Could you output the entries that follow exactly, omitting any pictures they contain?

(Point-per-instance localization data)
============================================================

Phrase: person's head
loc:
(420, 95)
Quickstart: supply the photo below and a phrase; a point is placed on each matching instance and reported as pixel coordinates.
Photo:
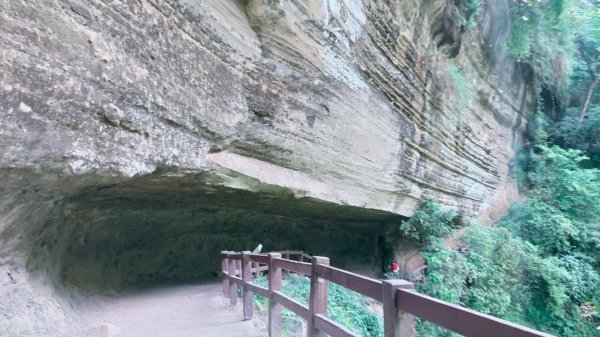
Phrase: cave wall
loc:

============================================================

SOLUTION TO THE PROBLEM:
Phrase: person's head
loc:
(420, 95)
Quickstart: supply the photo below and a phrase; a point is placed on each matching instance and reported as pixel coordinates.
Photo:
Phrase: cave wall
loc:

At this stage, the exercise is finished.